Estratto del testo:
Infine, all’inizio di febbraio, il governo federale ha presentato il suo «piano d’azione contro il terrorismo, il radicalismo e l’estremismo violento», indicando a Bruxelles i comuni di Molenbeek, Saint-Gilles, Saint-Josse, Schaerbeek, Laeken, Anderlecht, Koekelberg e la città fiamminga di Vilvorde. Nell’immediato, 300 poliziotti federali andranno a rafforzare le zone di polizia locali, coi primi 50 sbirri già arrivati a Molenbeek all’indomani dell’annuncio del piano. A medio termine, il piano prevede il reclutamento di 1000 poliziotti supplementari per la Polizia Federale, rinforzi che saranno impiegati principalmente nella lotta contro il radicalismo. La Sicurezza di Stato potrà assumere altri 100 addetti (attualmente sono circa 700). Fondi supplementari anche per la Giustizia. L’obiettivo principale del piano contro il terrorismo — non è inventato — è… il lavoro nero, i documenti falsi, il traffico d’armi, la «frode sociale», l’economia illegale. Una nuova cellula d’ispezione verrà creata allo scopo di effettuare controlli lampo nei comuni citati. Infine, il piano prevede l’interconnessione e l’integrazione di tutte le reti di videosorveglianza in una sola piattaforma accessibile alla Polizia Federale, così come la legalizzazione e la moltiplicazione di telecamere mobili di riconoscimento delle targhe d’immatricolazione, montate sul tetto delle volanti.
Nel mirino
«Ripulirò Molenbeek e sradicherò i problemi. Siamo in guerra»
Jan Jambon, ministro degli Interni, 14 novembre 2015
I primi obiettivi della repressione statale sono da sempre i ceti bassi della popolazione, le «classi pericolose», i poveri e gli esclusi, in breve i proletari. Non è diverso ora che lo Stato pretende che la minaccia più importante sia lo jihadismo, al posto delle correnti rivoluzionarie. Attenzione, abbiamo proprio detto «pretende», perché gli schermi di fumo della propaganda non dovrebbero farci dimenticare che nel mirino c’è sempre (anche) la sovversione, la sovversione che cerca di scuotere le catene dello sfruttamento capitalista e dell’oppressione statale. È difficile qualificare gli jhadisti come «sovversivi» (così come è difficile, se non impossibile, parlarne in termini generali), ma questa corrente contro-rivoluzionaria riesce oggi a reclutare molti proletari arrabbiati. Ciò induce a non considerarli generalmente del tutto estranei o tagliati fuori dalla conflittualità sociale. Che il loro progetto sia oppressivo e autoritario, che i loro metodi di lotta siano in genere altrettanto disgustosi di quelli degli Stati, che i loro obiettivi primari nei moti in cui si ritrovano di fronte a spinte rivoluzionarie (come in Libia, in Egitto o in Siria) siano proprio i sovversivi e i rivoluzionari, non toglie il fatto che per noi, anarchici e rivoluzionari, gli islamisti cerchino di stabilire la propria egemonia sul terreno della guerra sociale fra oppressori e oppressi. Ed è per questo che sono nostri mortali nemici. Per lo Stato, non lo sono. Un’intesa fra Stati e gruppi islamici è stata possibile nel passato e lo sarà anche in futuro. Il parallelo con gli stalinisti e soci non è così difficile da fare.

Consegna 1:
Secondo l'estratto sul piano antiterrorismo, quanti poliziotti supplementari recluterà la Polizia Federale a medio termine?

Dati dell'esercizio:
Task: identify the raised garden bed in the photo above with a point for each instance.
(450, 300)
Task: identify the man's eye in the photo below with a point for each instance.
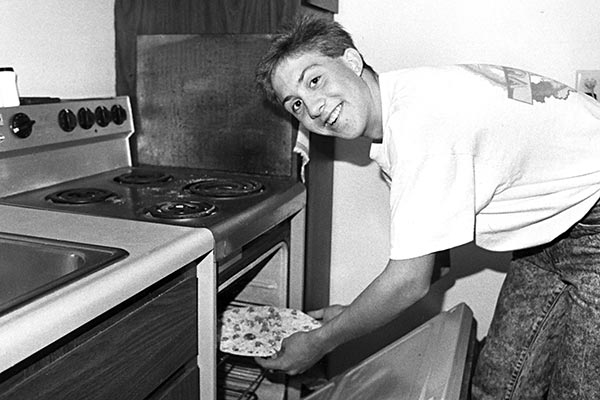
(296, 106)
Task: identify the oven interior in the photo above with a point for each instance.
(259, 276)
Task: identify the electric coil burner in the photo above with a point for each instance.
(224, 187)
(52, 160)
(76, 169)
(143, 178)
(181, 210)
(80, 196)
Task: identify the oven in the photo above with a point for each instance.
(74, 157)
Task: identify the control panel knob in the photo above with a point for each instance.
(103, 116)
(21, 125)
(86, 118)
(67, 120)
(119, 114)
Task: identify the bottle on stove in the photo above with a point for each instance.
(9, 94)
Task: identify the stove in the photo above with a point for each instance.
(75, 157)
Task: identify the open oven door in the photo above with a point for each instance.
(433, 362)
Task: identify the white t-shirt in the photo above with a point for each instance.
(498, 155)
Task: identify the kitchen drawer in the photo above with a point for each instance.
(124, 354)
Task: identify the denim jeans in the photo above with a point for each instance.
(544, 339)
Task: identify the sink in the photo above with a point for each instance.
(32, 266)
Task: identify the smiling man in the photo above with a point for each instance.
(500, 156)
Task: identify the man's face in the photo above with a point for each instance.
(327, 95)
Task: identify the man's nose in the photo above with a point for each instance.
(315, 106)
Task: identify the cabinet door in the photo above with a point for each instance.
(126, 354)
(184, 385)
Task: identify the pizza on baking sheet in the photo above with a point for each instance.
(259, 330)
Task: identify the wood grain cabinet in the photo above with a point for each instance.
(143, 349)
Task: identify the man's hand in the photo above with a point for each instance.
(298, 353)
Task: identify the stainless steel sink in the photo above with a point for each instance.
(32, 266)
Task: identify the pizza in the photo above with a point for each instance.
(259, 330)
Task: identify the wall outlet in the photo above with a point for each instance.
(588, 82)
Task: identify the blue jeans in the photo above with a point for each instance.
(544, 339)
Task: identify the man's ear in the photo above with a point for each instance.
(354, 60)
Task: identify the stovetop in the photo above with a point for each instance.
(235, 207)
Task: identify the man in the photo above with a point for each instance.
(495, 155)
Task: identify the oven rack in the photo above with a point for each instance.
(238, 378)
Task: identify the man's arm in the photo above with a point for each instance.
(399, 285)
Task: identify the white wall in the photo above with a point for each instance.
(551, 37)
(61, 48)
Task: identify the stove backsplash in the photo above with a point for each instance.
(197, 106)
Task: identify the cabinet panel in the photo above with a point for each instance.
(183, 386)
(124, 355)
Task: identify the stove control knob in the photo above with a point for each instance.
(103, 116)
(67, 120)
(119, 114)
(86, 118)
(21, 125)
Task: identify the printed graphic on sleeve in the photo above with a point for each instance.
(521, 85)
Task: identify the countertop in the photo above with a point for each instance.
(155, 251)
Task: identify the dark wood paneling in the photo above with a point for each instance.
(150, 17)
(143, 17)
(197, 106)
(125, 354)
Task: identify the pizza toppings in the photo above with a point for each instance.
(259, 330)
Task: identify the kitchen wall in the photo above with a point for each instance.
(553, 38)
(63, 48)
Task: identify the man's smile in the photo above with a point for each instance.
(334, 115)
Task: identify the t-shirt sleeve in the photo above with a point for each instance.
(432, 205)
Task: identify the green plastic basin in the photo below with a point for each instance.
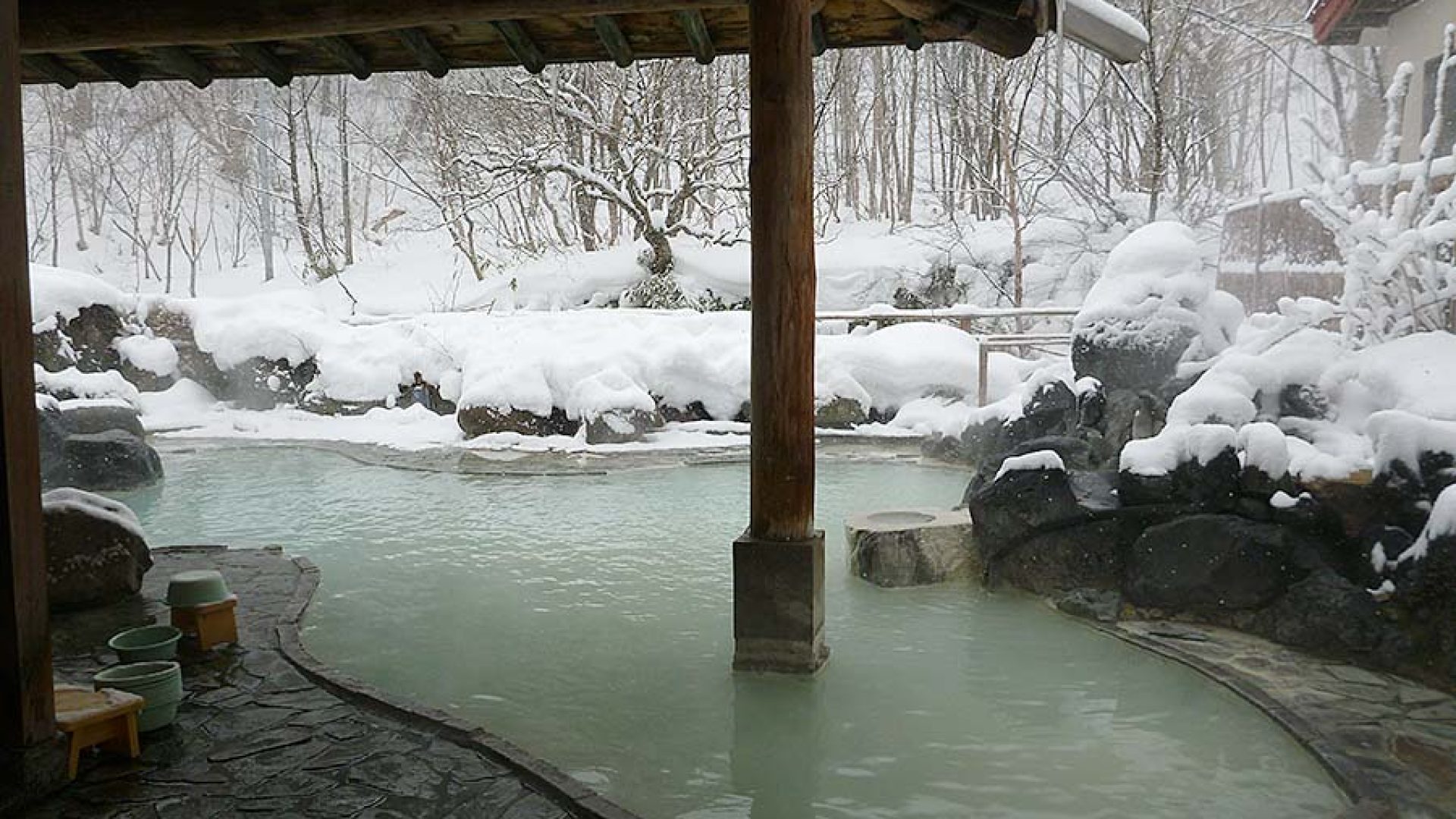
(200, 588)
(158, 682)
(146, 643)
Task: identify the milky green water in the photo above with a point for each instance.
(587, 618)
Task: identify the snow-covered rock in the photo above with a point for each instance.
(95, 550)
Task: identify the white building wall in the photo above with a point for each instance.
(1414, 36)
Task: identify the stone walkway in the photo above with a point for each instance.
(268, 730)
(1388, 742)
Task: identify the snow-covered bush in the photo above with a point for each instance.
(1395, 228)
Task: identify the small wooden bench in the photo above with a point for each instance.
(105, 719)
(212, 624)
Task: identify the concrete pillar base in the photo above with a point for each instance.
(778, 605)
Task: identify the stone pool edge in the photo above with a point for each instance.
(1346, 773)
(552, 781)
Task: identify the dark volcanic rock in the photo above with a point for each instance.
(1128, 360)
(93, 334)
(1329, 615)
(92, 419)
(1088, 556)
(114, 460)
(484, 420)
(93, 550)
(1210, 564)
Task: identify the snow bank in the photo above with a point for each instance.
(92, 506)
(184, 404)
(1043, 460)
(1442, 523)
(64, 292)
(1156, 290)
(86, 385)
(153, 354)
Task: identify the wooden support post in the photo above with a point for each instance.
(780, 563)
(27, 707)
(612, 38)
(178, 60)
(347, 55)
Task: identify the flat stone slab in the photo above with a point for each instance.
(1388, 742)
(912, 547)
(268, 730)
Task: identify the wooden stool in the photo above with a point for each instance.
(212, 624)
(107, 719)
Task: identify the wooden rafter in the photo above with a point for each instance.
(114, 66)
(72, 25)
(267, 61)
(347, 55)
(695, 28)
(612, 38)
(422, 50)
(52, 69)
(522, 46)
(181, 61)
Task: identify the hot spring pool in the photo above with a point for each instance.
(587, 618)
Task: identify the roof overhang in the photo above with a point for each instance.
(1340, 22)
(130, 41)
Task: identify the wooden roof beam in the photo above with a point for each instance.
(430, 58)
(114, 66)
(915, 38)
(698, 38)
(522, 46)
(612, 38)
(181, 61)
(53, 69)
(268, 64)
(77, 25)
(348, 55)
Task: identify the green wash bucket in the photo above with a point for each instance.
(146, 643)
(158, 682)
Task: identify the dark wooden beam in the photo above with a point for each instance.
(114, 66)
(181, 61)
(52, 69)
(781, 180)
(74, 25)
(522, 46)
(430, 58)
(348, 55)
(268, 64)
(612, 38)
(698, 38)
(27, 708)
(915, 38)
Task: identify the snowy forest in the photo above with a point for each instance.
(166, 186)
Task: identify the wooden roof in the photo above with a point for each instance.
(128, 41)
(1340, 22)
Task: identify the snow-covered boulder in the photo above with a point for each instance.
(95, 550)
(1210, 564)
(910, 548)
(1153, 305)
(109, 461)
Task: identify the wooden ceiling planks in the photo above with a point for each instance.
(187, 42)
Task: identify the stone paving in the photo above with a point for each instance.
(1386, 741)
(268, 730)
---
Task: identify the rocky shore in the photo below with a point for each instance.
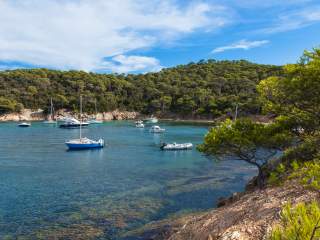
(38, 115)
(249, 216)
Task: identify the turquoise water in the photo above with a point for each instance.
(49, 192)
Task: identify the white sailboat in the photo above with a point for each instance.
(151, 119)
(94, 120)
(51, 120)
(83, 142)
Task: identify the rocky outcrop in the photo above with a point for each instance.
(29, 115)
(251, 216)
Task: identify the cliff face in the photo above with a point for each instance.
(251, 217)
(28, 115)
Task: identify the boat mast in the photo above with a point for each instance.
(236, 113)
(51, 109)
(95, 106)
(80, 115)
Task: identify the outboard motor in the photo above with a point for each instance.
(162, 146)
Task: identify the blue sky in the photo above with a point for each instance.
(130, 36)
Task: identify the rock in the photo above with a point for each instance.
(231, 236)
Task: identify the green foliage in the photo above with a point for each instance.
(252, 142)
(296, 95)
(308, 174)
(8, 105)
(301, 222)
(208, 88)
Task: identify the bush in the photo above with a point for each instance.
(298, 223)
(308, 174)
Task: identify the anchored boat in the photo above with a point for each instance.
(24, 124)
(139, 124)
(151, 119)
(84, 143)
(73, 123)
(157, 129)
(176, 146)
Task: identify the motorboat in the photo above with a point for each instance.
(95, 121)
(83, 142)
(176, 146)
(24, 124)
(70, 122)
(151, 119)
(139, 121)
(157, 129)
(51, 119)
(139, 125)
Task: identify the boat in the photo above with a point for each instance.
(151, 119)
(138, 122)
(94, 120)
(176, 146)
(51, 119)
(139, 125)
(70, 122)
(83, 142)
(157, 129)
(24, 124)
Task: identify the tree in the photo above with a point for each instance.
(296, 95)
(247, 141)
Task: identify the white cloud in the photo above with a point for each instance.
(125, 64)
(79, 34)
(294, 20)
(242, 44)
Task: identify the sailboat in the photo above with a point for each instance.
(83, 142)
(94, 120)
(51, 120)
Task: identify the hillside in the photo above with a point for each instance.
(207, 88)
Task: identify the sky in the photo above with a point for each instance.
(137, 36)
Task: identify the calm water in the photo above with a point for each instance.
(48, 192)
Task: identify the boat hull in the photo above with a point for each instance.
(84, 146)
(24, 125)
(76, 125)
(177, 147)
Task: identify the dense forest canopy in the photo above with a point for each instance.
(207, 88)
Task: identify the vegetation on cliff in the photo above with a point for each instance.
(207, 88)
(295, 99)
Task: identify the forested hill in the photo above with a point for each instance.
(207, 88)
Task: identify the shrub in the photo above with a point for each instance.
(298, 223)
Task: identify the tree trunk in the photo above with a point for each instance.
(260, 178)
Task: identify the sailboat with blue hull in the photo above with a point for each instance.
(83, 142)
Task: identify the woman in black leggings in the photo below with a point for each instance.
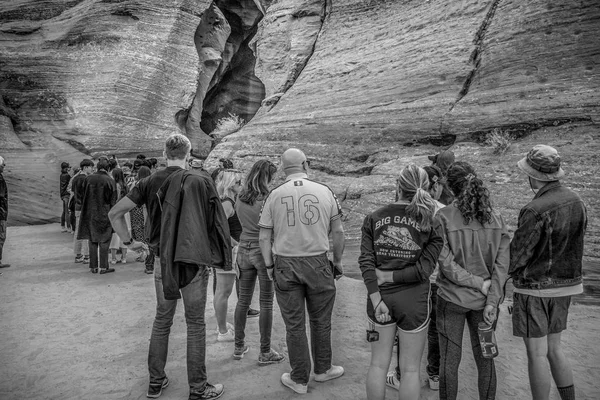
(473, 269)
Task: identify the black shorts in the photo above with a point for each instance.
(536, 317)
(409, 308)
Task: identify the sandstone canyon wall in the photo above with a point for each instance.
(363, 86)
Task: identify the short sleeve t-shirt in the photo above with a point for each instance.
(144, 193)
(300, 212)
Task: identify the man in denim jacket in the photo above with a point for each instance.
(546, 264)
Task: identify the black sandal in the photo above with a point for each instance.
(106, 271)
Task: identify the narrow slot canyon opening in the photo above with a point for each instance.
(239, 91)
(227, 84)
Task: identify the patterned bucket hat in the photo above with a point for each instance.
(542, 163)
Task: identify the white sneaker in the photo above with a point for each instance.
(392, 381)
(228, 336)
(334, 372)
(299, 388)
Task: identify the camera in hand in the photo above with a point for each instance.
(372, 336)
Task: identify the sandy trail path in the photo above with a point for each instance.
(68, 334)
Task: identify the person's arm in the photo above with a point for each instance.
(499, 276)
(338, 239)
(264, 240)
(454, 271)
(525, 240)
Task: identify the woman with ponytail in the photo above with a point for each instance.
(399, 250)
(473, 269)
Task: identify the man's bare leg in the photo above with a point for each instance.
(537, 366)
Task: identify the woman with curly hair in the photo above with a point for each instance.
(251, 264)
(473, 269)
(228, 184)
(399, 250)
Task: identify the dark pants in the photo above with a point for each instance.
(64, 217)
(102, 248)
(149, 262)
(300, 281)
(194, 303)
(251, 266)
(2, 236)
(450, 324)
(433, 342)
* * *
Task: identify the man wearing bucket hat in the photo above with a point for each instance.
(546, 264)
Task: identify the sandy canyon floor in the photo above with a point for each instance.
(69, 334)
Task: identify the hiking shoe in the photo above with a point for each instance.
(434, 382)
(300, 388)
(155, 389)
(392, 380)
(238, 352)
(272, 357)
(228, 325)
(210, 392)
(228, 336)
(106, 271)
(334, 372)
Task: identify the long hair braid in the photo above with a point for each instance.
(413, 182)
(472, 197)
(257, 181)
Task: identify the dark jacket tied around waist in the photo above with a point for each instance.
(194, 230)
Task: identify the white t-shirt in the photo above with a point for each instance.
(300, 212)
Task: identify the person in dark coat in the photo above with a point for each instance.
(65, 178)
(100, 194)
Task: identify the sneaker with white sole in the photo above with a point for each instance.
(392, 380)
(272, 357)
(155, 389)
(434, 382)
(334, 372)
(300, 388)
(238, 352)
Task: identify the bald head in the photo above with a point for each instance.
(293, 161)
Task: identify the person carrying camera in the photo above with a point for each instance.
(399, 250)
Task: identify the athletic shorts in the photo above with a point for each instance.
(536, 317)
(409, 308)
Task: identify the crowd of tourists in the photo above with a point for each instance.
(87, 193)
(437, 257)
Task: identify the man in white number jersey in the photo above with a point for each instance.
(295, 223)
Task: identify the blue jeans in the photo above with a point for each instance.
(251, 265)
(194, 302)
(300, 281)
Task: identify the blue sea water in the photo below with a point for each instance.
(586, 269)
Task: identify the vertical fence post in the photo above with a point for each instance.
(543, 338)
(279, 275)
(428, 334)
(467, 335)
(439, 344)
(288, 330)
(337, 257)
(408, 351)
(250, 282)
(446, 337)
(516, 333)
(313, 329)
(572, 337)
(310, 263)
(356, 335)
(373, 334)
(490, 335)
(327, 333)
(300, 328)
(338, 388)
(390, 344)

Consegna 2:
Raccogli tutte le righe delle voci che contengono la parola "person".

Risposta completa 1:
1000 poliziotti supplementari.

Risposta completa 2:
Task: identify the person's arm in the photo above with a point for each instance.
Task: identify the person in dark coat in the photo above with a point for each instance.
Task: identify the person carrying camera in the photo above with a point for each instance.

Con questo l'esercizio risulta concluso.